* [Stated goal] Reproduce the material verbatim from its opening line through the line containing "POLYGON ((562 277, 579", both included. Leave the pictures out of your answer.

⟨

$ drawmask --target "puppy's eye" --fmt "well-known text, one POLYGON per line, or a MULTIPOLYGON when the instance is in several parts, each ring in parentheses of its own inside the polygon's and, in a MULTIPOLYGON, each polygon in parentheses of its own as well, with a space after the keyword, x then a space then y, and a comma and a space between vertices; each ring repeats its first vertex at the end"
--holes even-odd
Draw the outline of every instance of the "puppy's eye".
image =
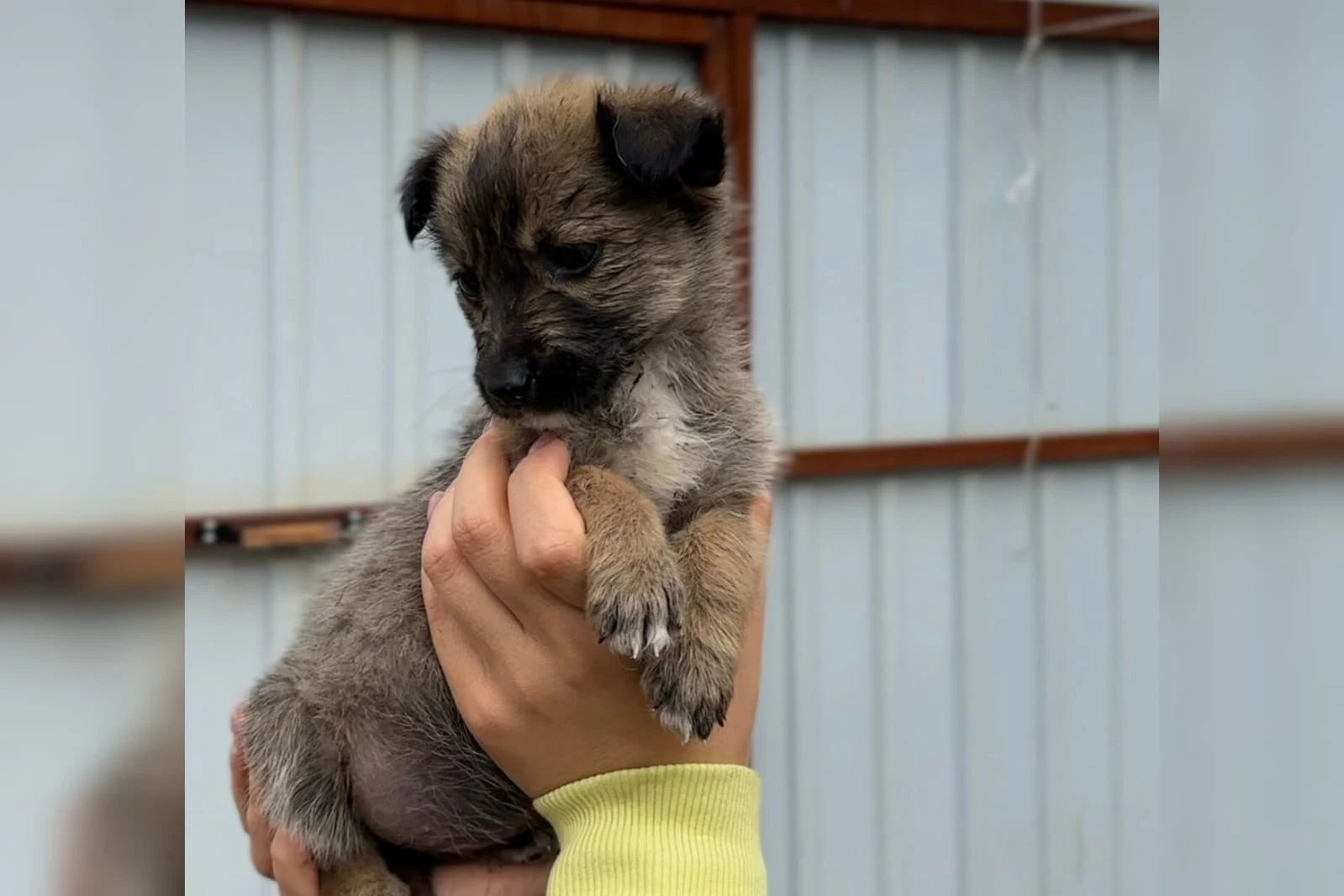
POLYGON ((457 286, 457 294, 469 302, 476 302, 481 298, 481 281, 469 270, 453 274, 453 285, 457 286))
POLYGON ((562 277, 579 277, 593 270, 602 247, 597 243, 570 243, 547 246, 542 255, 562 277))

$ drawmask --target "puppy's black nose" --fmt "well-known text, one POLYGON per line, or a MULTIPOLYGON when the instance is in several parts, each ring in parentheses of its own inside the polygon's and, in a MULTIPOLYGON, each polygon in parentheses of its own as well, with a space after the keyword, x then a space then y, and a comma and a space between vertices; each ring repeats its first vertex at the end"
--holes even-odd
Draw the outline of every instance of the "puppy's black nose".
POLYGON ((487 368, 481 376, 485 394, 500 404, 523 404, 532 388, 532 375, 524 359, 505 359, 487 368))

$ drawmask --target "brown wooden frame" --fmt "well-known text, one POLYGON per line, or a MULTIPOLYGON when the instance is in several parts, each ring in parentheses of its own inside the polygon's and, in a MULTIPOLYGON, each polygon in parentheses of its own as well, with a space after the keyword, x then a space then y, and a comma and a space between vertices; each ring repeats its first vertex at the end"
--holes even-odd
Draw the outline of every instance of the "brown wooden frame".
MULTIPOLYGON (((942 31, 985 36, 1021 38, 1030 27, 1030 4, 1007 0, 578 0, 595 5, 636 9, 694 9, 738 13, 825 24, 942 31)), ((1125 13, 1152 13, 1136 21, 1087 28, 1068 34, 1068 40, 1106 40, 1156 44, 1157 9, 1149 7, 1094 5, 1089 3, 1040 4, 1042 26, 1060 26, 1120 19, 1125 13)))

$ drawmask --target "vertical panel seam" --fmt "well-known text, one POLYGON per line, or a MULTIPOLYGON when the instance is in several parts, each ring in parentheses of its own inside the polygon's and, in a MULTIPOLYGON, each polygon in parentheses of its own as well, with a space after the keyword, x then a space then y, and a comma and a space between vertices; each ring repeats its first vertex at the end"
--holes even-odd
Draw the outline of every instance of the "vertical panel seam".
POLYGON ((1121 884, 1125 880, 1122 870, 1122 862, 1125 854, 1122 846, 1125 842, 1124 834, 1124 793, 1125 793, 1125 731, 1124 731, 1124 716, 1121 712, 1124 701, 1124 678, 1121 668, 1121 647, 1124 645, 1124 634, 1120 629, 1120 580, 1121 580, 1121 527, 1124 525, 1124 517, 1121 514, 1120 506, 1120 481, 1124 476, 1125 466, 1116 463, 1107 472, 1107 486, 1110 497, 1110 513, 1109 513, 1109 551, 1110 551, 1110 570, 1107 576, 1107 590, 1110 600, 1107 604, 1107 611, 1110 615, 1110 829, 1111 829, 1111 862, 1110 862, 1110 892, 1111 896, 1124 896, 1121 884))
POLYGON ((973 473, 962 473, 953 481, 953 540, 952 540, 952 600, 953 600, 953 641, 952 677, 954 681, 956 711, 954 711, 954 748, 956 748, 956 826, 957 826, 957 880, 954 892, 958 896, 969 896, 969 862, 970 862, 970 832, 968 825, 970 779, 968 762, 968 717, 969 700, 966 689, 969 686, 968 650, 966 650, 966 602, 969 599, 966 555, 968 555, 968 523, 966 506, 973 473))
POLYGON ((1126 62, 1121 51, 1116 51, 1114 63, 1107 70, 1110 99, 1110 394, 1106 408, 1107 420, 1118 426, 1124 398, 1125 364, 1122 353, 1121 326, 1125 321, 1125 294, 1121 278, 1124 259, 1124 212, 1125 212, 1125 130, 1128 128, 1126 103, 1126 62))

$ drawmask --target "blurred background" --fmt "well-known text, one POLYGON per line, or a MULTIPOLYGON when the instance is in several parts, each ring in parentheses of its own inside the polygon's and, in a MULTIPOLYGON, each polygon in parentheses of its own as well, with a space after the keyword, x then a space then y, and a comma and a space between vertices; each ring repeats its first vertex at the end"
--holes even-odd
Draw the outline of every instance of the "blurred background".
POLYGON ((1156 3, 7 12, 7 892, 274 892, 228 712, 472 388, 395 183, 574 71, 728 114, 771 893, 1337 892, 1344 5, 1161 15, 1159 90, 1156 3))

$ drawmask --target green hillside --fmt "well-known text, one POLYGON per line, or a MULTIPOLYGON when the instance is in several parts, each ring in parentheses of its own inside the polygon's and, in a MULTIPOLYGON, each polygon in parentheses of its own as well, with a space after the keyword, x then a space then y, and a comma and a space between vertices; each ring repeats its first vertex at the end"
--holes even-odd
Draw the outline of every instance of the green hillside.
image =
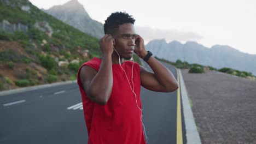
POLYGON ((0 22, 0 91, 75 79, 81 64, 100 55, 98 39, 26 0, 1 1, 0 22))
POLYGON ((159 61, 169 63, 178 69, 189 69, 189 73, 205 73, 205 70, 211 70, 235 75, 241 77, 246 77, 252 80, 256 80, 256 76, 253 75, 252 73, 245 71, 241 71, 229 68, 223 68, 218 69, 211 66, 205 66, 196 63, 190 64, 187 62, 182 62, 179 59, 177 60, 175 62, 170 62, 164 58, 160 58, 157 57, 155 57, 155 58, 159 61))

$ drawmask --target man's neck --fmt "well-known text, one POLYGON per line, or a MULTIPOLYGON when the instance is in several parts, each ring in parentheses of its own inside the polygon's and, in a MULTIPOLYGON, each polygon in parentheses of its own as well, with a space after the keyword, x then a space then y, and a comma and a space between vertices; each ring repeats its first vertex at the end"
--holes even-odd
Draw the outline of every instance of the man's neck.
MULTIPOLYGON (((119 64, 119 57, 115 53, 112 54, 112 64, 119 64)), ((123 57, 120 58, 121 63, 124 62, 124 58, 123 57)))

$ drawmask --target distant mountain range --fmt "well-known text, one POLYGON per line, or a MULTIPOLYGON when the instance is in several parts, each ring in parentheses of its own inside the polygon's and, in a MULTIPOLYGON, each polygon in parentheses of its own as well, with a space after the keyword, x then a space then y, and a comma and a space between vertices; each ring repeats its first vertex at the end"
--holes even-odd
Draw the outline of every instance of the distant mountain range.
POLYGON ((42 9, 61 21, 98 39, 104 35, 102 23, 92 20, 77 0, 72 0, 60 5, 42 9))
MULTIPOLYGON (((104 35, 103 24, 90 18, 77 0, 71 0, 63 5, 54 6, 44 11, 98 39, 104 35)), ((216 45, 209 49, 196 42, 182 44, 173 41, 167 44, 162 39, 152 40, 146 47, 155 56, 170 61, 185 60, 190 63, 218 69, 229 67, 256 75, 256 55, 241 52, 227 45, 216 45)))
POLYGON ((183 44, 177 41, 167 43, 161 39, 150 41, 146 47, 154 56, 170 61, 181 59, 217 69, 229 67, 256 75, 256 55, 243 53, 228 45, 216 45, 209 49, 193 41, 183 44))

⟩

* [Solution]
$ drawmask --target "puppy's eye" --fmt "well-known text, one POLYGON per line, or a MULTIPOLYGON when the instance is in several parts, each ring in parentheses of its own inside the polygon's and, in a MULTIPOLYGON, each polygon in parentheses of its own as well, with a space after the keyword, x then a space then y, and a comma and a space between vertices; each ring repeats its first vertex at the end"
--holes even-odd
Draw the outline of every instance of the "puppy's eye".
image =
POLYGON ((457 286, 457 294, 469 302, 476 302, 481 298, 481 281, 469 270, 453 274, 453 285, 457 286))
POLYGON ((562 277, 579 277, 593 270, 602 247, 597 243, 570 243, 547 246, 542 255, 562 277))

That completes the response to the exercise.